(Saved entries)
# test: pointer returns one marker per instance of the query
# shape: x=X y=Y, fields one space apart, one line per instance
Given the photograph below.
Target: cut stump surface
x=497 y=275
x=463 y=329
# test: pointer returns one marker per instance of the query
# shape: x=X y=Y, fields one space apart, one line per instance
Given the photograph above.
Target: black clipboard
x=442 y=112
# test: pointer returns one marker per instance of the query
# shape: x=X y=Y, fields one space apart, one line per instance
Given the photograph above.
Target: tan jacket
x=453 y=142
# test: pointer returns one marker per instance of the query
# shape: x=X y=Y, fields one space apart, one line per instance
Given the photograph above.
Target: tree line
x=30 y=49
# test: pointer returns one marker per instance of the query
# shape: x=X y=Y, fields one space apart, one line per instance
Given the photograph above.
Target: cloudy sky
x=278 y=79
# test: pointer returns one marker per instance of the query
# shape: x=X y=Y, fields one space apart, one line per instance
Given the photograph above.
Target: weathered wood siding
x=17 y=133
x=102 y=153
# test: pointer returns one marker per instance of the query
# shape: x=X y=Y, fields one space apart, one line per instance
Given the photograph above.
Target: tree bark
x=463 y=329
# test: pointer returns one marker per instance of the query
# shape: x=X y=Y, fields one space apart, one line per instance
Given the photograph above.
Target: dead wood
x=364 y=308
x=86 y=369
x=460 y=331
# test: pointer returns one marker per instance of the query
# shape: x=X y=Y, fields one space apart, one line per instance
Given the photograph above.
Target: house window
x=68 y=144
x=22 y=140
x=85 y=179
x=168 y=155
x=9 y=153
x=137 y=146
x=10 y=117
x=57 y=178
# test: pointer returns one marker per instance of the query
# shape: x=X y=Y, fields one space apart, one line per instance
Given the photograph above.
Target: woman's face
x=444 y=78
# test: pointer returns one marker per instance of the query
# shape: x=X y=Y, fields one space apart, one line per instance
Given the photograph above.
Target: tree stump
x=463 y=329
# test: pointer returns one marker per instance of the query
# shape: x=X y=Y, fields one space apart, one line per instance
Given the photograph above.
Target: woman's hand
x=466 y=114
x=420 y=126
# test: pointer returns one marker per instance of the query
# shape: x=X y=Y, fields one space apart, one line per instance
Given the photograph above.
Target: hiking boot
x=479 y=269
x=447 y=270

> Work task: Nothing may be left out: return each entry exactly as it reads.

> Finished task:
# test: pointer returns one marker per instance of the query
# shape: x=X y=Y, fields one space apart, one line per instance
Given the photograph below.
Target: cut stump surface
x=497 y=275
x=463 y=329
# test: pointer returns one marker per instance of the query
# shape: x=X y=Y, fields one space apart, one line per instance
Given the photograph above.
Target: black clipboard
x=442 y=112
# test: pointer returns one marker per instance of the query
# shape: x=X y=Y, fields one space apart, one line per instance
Given the photograph above.
Target: tan jacket
x=453 y=142
# test: pointer returns one marker per instance of the query
# shape: x=X y=Y, fields one space apart, one line per instance
Given the photograph above.
Target: tree line
x=30 y=49
# test: pointer returns one marker per instance of the query
# shape: x=X y=Y, fields one space apart, one line per instance
Given the photograph above.
Target: cloudy sky
x=278 y=79
# test: pointer returns one marker per instance of the query
# shape: x=X y=Y, fields one space apart, one line per instance
Given the photograph above.
Target: weathered wood siding
x=17 y=133
x=102 y=153
# test: pointer returns one marker per instance of the query
# shape: x=X y=Y, fields one space apart, one line per instance
Given the photograph above.
Target: tree bark
x=463 y=329
# test: pointer returns one marker per instance of the query
# shape: x=X y=Y, fields one space apart, one line per instance
Given the photograph above.
Target: dead wood
x=364 y=308
x=86 y=369
x=460 y=331
# test: pointer returns one marker per instance of the query
# shape: x=X y=Y, fields one space apart, one line per instance
Given the photograph above.
Target: house window
x=68 y=144
x=22 y=140
x=85 y=179
x=168 y=155
x=9 y=153
x=137 y=146
x=10 y=117
x=57 y=178
# test: pointer returns one marker per instance of the query
# shape: x=X y=Y, fields one space apart, one line per instance
Given the photograph above.
Target: woman's face
x=444 y=78
# test: pointer returns one marker per instance of the query
# shape: x=X y=Y, fields one space apart, one line per instance
Given the photograph above.
Target: tree stump
x=463 y=329
# test: pointer returns one marker per instance of the query
# shape: x=X y=Y, fields one space apart, one line per instance
Given the photograph above.
Target: woman's hand
x=466 y=114
x=420 y=126
# test: pointer returns one marker per instance of the query
# shape: x=X y=Y, fields one space apart, one line per instance
Given the photograph above.
Target: hiking boot
x=479 y=269
x=447 y=270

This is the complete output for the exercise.